** Start of Extracted records **

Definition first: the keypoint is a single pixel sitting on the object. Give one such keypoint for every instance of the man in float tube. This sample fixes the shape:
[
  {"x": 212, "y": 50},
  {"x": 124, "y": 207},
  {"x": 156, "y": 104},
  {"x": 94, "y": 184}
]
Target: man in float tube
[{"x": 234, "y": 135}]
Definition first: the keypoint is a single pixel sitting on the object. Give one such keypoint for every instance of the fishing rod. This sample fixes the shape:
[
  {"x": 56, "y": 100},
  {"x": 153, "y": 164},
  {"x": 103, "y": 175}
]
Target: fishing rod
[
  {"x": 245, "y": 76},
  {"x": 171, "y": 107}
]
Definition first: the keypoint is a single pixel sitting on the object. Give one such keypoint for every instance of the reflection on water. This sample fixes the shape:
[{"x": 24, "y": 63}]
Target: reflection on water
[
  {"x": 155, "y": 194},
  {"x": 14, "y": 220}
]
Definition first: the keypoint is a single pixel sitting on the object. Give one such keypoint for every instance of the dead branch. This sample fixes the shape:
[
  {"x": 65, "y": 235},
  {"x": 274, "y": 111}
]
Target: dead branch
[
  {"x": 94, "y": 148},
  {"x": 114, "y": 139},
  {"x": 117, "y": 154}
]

** End of Extracted records **
** Start of Extracted records **

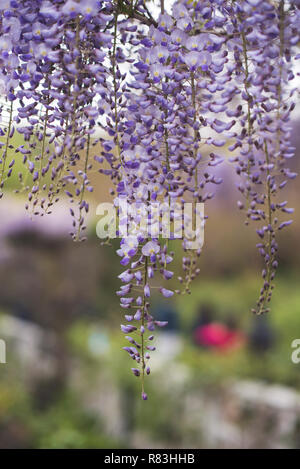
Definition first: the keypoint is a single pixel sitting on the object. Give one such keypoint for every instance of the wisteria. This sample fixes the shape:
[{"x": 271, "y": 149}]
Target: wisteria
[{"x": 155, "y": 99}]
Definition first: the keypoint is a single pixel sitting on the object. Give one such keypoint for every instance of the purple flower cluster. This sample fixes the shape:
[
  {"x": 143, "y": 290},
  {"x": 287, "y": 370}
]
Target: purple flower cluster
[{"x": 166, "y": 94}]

** End of Extracted records **
** Start of Extracted records **

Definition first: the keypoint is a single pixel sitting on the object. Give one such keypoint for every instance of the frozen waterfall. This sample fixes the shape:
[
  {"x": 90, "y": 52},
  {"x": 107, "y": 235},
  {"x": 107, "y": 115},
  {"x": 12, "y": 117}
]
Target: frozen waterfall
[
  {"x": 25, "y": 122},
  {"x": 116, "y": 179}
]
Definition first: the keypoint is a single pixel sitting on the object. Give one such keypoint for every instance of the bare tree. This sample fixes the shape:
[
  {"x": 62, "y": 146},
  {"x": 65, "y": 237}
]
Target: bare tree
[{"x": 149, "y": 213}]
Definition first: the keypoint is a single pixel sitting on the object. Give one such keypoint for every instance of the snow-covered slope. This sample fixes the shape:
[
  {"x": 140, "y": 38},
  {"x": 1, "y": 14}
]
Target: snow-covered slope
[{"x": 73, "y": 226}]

** End of Extracted records **

Please extract every line of the listing above that contains the word "wisteria". Copy each such line in full.

* Response
Definition first: the keypoint is a single pixel sitting on the object. Give one such keypoint for every instance of the wisteria. This sample fixes the shape:
Target: wisteria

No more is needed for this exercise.